- Description of the task
Line by line, return the material below exactly as it reads.

- Available data
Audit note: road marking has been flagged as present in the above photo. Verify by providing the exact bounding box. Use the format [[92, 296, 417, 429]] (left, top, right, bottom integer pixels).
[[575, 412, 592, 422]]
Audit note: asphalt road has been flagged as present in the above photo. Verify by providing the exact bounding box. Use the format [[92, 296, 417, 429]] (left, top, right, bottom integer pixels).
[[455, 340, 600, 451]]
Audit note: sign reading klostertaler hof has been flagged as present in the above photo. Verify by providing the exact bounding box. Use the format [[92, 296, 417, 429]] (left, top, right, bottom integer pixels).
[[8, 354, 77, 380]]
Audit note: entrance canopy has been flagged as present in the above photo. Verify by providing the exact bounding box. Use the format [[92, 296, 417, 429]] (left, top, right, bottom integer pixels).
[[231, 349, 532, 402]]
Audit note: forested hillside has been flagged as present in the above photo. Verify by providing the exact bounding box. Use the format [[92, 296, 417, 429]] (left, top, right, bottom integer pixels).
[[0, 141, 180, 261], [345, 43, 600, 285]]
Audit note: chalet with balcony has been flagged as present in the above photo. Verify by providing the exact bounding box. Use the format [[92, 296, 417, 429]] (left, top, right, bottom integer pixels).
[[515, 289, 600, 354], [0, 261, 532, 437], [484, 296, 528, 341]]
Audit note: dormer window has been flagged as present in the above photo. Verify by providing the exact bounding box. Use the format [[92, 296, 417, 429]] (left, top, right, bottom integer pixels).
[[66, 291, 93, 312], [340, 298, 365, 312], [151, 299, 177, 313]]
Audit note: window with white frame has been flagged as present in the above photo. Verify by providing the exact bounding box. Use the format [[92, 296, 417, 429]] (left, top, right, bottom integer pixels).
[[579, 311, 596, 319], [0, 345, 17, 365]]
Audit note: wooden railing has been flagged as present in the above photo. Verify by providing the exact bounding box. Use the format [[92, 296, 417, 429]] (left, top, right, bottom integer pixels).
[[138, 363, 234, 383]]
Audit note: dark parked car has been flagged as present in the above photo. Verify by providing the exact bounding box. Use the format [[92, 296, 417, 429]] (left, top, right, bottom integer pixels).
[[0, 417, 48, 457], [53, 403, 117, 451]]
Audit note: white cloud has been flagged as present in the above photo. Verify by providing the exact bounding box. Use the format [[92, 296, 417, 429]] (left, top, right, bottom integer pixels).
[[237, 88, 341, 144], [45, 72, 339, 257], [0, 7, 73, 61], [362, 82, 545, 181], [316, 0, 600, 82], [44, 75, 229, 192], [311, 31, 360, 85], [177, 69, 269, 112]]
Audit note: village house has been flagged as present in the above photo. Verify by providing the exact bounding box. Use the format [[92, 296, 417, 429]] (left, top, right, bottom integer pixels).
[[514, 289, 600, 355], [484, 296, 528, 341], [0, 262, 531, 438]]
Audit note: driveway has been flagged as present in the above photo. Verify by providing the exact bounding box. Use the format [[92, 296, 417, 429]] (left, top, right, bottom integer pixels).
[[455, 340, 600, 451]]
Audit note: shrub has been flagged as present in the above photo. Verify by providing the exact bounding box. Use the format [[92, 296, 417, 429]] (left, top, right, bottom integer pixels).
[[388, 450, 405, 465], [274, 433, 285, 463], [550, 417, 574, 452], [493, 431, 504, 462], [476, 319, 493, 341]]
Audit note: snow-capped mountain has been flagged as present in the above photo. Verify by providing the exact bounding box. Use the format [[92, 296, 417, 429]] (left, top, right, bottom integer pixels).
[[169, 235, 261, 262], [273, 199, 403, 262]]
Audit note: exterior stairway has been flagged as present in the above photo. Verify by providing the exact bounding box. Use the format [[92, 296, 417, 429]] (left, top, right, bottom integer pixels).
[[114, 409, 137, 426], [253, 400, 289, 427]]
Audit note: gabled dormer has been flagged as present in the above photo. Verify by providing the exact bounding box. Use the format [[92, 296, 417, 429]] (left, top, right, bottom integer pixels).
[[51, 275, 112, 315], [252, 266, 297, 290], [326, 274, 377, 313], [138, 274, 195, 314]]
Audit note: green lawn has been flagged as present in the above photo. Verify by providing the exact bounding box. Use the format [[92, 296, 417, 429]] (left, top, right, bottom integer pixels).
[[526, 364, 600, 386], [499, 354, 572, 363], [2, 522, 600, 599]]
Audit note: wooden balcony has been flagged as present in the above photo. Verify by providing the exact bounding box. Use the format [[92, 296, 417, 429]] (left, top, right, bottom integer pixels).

- Expected answer
Audit note: road marking has been flagged as present in the above photo. Verify by providing the exact bounding box. Use the format [[92, 296, 417, 429]] (left, top, right, bottom integer pixels).
[[575, 412, 592, 422]]
Audit note: asphalt road has been flagged as present in the above photo. Verify by providing the exact bounding box. Use the format [[92, 296, 417, 429]] (left, top, right, bottom integer pixels).
[[455, 340, 600, 451]]
Audit note: sign reading klostertaler hof has been flagged as present in the above photo. Verify by providing the exact bounding box. Use the format [[92, 296, 417, 429]] (left, top, right, bottom integer pixels).
[[8, 354, 77, 380]]
Audit note: entrance canopy has been flagged as present in the above photo. Verify by providing the exact bounding box. Use the format [[92, 296, 417, 429]] (left, top, right, bottom integer pixels).
[[231, 349, 532, 402]]
Audit note: forested hillside has been flagged as present in the above photo. Verify by providing the exact bounding box. Use the format [[92, 296, 417, 429]] (left, top, right, bottom integer pixels).
[[0, 141, 180, 261], [345, 43, 600, 285]]
Audit note: chalet with balcony has been flagged as present in the above photo. Verify by providing the exact bounding box. Use the format [[92, 296, 417, 429]] (left, top, right, bottom integer pixels).
[[515, 289, 600, 354], [0, 261, 532, 437], [484, 296, 528, 341]]
Audit note: dormer window has been flagged as present in the above photo. Verify by providing the exact bounding box. Use the format [[92, 296, 417, 429]] (left, top, right, bottom integer pixels).
[[66, 291, 93, 312], [340, 298, 365, 312], [151, 299, 177, 313]]
Audit note: window with white frame has been flagged as present in the above photo. Verify by providing the exact bounding box. Use the format [[92, 296, 417, 429]] (left, top, right, bottom integer pixels).
[[579, 311, 596, 319], [0, 345, 17, 365]]
Audit note: wooden railing has been flagged as present in the above photo. Verify by providing the exact bounding box. Use the format [[92, 296, 417, 429]] (left, top, right, bottom integer pixels).
[[138, 363, 234, 383]]
Audit note: dark parked car has been flagged as present in the above photo. Verify by providing the exact bounding box. Use the format [[92, 296, 417, 429]] (left, top, right, bottom integer pixels).
[[0, 417, 48, 457], [53, 403, 117, 451]]
Audit note: white cloud has been flagged as present in the above photo. Verify by providing the exact bounding box. Use the format [[92, 296, 417, 429]] (left, top, right, bottom integer pixels).
[[237, 88, 341, 144], [45, 72, 339, 257], [0, 7, 73, 61], [362, 82, 545, 181], [316, 0, 600, 82], [44, 75, 229, 192], [311, 31, 360, 85], [177, 69, 269, 112]]
Audit note: village house has been flagged as present in the above photo. Verify by providing the exact bounding box. Use the format [[92, 296, 417, 429]] (left, top, right, bottom integer pixels).
[[514, 289, 600, 355], [484, 296, 528, 341], [0, 262, 531, 438]]
Audit note: driveway has been flagged as present in the above photo. Verify by providing the exact bounding box. Use the format [[92, 296, 417, 429]] (left, top, right, bottom integer pixels).
[[455, 340, 600, 451]]
Audit note: shrub has been flagged as present in the above photo. Verify by providing the exact bounding box. Use the format [[92, 296, 417, 429]] (left, top, right, bottom integer pixels).
[[388, 450, 405, 465], [274, 433, 285, 463], [550, 417, 574, 452], [493, 431, 504, 462], [476, 319, 493, 341]]
Audit note: snow-capped mountain has been flagged as present in the above photo. Verify by providing the exact bounding box. Use the format [[92, 296, 417, 429]] (left, top, right, bottom integer pixels).
[[169, 235, 261, 262], [273, 199, 403, 262]]
Audit note: exterior stairway has been flagged as present in the above photo. Verify by providing the exact bounding box. Use the format [[92, 296, 417, 429]] (left, top, right, bottom integer pixels).
[[114, 409, 137, 426], [253, 400, 289, 427]]
Audit note: gabled dormer has been flagged as present in the above photo. Verify by providing the exact bounding box. Use the format [[92, 296, 417, 429]] (left, top, right, bottom integer pixels).
[[51, 275, 112, 315], [252, 266, 297, 290], [326, 274, 377, 313], [138, 274, 195, 314]]
Audit note: green lawn has been flagged as present in the above photo. Verify by providing the exact bounding box. Use the format [[92, 296, 417, 429]] (left, top, right, bottom integer pixels).
[[526, 364, 600, 386], [499, 354, 572, 363], [2, 522, 600, 599]]
Audit note: wooden balcony has been flagged as present in the above photo. Verify by providing the exact bounding box. Use the format [[92, 296, 417, 429]] (left, top, right, bottom integer pixels).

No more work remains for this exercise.